**Task requirements**
Recast the data from the line with "Note to the class: locate the ruined" through the line with "<point>376,243</point>" as a Markdown table with two columns, Row and Line, giving each line its own numbered row and leaving out blank lines.

(Labeled-object pointing entries)

^^^^^^^^^^^^^^^^

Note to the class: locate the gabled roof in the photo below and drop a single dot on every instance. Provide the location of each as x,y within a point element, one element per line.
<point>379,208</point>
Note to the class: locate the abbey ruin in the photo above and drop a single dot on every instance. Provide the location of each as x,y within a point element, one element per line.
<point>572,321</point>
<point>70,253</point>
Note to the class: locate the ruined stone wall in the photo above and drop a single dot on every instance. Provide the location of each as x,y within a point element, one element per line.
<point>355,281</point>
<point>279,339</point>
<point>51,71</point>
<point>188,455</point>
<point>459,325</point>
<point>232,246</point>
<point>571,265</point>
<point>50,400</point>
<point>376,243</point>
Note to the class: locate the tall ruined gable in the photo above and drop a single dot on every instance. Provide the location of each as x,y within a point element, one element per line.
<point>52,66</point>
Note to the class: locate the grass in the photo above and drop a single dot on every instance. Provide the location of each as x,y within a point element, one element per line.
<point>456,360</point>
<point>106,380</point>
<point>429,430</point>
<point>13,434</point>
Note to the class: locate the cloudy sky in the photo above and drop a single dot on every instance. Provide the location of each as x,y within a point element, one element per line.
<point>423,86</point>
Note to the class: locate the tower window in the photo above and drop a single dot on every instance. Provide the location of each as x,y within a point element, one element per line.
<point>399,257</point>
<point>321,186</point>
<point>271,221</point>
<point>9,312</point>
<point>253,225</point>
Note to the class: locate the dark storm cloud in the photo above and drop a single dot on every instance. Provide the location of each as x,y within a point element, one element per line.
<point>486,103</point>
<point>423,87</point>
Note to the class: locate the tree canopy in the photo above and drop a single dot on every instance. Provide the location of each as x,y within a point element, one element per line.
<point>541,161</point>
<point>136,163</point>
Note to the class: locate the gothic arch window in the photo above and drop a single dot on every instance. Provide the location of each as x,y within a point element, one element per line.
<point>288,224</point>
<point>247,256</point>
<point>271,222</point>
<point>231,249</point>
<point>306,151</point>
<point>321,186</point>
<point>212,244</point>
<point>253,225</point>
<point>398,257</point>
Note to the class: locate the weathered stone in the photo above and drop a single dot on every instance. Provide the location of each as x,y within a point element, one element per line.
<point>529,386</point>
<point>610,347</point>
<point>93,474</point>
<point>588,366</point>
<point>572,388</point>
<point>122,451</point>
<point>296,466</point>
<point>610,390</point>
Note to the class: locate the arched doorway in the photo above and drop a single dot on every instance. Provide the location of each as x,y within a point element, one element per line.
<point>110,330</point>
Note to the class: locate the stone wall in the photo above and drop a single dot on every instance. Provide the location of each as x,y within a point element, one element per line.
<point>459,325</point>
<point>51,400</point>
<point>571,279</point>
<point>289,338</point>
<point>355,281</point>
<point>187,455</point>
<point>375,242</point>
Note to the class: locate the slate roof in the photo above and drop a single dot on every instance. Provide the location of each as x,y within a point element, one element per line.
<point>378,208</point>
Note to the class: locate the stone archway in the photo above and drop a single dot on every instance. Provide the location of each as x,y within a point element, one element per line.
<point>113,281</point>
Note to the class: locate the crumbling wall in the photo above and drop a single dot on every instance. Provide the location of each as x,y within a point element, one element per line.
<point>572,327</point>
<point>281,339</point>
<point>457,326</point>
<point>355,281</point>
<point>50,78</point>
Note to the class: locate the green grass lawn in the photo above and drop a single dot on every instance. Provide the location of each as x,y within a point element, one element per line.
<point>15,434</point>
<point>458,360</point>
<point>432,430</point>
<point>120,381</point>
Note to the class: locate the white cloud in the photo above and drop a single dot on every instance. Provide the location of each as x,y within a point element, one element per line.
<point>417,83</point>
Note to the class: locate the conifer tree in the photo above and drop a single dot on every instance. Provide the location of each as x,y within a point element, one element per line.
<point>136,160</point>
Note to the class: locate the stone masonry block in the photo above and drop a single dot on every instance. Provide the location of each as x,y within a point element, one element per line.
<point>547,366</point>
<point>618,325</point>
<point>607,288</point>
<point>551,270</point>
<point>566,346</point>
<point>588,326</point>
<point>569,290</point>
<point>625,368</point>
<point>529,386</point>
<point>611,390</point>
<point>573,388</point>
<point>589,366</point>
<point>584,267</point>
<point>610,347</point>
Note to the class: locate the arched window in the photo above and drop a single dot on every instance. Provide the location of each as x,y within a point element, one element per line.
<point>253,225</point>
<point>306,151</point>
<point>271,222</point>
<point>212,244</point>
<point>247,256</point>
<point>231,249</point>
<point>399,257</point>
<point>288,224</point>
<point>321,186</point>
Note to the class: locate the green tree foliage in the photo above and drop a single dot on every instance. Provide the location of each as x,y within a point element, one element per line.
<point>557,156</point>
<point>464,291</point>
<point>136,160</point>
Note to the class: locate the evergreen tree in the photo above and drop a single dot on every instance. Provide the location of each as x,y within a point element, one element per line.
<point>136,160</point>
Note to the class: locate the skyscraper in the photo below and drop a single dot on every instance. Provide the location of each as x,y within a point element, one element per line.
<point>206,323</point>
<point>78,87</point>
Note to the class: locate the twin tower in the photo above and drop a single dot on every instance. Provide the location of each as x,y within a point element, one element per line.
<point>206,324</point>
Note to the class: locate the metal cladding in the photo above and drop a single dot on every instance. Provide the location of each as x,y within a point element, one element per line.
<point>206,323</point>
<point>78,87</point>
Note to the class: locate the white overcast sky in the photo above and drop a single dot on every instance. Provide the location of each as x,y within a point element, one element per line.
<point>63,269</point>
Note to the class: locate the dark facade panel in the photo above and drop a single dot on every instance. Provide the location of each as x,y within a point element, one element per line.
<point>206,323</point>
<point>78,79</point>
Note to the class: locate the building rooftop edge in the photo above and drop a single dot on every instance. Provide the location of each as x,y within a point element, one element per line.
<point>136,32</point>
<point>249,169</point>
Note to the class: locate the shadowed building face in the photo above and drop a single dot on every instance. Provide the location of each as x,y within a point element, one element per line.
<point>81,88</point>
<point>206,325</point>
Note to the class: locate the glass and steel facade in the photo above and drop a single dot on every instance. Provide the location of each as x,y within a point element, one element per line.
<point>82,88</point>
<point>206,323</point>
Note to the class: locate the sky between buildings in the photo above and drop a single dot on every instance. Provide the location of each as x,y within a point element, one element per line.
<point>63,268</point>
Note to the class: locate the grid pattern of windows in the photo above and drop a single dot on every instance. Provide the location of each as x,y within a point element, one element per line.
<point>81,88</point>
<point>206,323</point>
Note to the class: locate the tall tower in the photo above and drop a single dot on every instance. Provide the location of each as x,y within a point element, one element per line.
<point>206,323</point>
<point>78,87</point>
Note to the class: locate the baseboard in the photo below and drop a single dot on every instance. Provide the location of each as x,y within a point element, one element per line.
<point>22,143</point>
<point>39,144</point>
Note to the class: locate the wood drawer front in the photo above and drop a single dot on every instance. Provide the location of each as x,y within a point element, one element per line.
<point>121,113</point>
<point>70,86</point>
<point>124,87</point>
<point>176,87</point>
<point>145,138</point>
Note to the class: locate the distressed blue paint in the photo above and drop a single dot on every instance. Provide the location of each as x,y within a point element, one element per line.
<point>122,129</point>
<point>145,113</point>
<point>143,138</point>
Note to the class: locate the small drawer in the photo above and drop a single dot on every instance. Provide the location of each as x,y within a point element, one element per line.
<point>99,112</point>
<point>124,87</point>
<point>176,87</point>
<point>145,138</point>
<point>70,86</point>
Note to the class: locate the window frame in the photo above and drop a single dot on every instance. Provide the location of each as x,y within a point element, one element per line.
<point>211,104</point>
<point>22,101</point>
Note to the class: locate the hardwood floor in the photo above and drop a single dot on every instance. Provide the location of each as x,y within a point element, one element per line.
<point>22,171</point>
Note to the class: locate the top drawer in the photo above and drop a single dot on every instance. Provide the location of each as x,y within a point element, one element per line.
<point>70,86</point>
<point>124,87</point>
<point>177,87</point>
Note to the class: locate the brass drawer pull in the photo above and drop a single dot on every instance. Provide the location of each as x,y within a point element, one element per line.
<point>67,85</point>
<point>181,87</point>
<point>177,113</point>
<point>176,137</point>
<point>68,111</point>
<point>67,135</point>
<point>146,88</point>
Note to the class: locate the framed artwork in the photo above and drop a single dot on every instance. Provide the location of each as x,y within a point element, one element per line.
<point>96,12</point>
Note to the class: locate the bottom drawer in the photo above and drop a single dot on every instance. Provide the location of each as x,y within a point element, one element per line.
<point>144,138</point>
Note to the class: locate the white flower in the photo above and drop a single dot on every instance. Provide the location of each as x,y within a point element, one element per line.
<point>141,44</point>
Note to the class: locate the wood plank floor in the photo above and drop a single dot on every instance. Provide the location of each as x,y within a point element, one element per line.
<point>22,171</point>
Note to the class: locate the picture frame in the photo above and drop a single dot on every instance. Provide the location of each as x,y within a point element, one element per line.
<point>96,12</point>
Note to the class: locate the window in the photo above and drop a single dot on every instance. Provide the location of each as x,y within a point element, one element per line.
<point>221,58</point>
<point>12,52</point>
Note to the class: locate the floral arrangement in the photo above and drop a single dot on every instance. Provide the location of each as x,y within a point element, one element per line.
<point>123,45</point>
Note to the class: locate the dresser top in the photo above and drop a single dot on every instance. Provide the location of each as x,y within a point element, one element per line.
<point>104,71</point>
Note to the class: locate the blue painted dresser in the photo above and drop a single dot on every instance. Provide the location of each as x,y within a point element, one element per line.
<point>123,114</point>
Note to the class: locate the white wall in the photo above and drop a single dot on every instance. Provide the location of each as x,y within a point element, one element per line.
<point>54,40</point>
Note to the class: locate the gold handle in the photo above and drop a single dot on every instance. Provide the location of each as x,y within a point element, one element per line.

^^^^^^^^^^^^^^^^

**In response**
| Row | Line |
|---|---|
| 1 | Note to the class: locate the ruined stone wall in the photo above and drop a single dot on every instance. Provide the location of each as x,y within a point element, one element per line. |
| 2 | <point>355,281</point> |
| 3 | <point>279,339</point> |
| 4 | <point>51,71</point> |
| 5 | <point>188,455</point> |
| 6 | <point>459,325</point> |
| 7 | <point>232,246</point> |
| 8 | <point>571,265</point> |
| 9 | <point>50,400</point> |
| 10 | <point>376,243</point> |